- 課題の要件
以下のデータを指示文も含めて全行もう一度書き、解答にあるバウンディングボックスの座標値だけを2.3倍に拡大して四捨五入で整数にしてください（0.5は切り上げ、指示文と書式例の数値は変えない）。画像は解答に含めない。
--- 使用できるデータ ---
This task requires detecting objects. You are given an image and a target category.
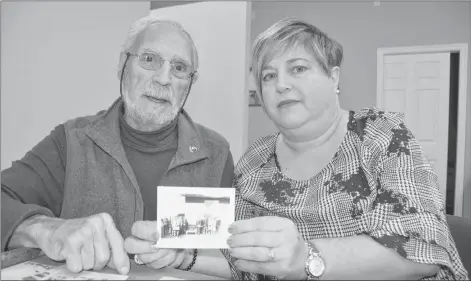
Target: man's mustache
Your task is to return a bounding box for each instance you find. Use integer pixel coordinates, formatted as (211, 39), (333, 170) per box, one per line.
(142, 87), (173, 104)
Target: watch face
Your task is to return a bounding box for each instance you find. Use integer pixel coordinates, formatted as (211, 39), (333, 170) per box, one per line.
(309, 257), (325, 277)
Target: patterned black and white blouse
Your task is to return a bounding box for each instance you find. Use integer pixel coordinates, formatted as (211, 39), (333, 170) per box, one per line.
(223, 108), (468, 280)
---
- 問題の解答
This task requires detecting objects. You are given an image and a target category.
Target: man's mustache
Your task is to return a bounding box for each instance you find. Use integer pixel coordinates, formatted as (211, 39), (333, 170) per box, one per line.
(327, 200), (398, 239)
Target: watch face
Your task is to return a bounding box for each instance you find. Use integer pixel coordinates, formatted as (211, 39), (333, 170) per box, one per line.
(711, 591), (748, 637)
Target: patterned black and white blouse
Your task is to return a bounding box for each instance you find. Use integer pixel coordinates, formatted as (211, 39), (333, 170) per box, one per line.
(513, 248), (1076, 644)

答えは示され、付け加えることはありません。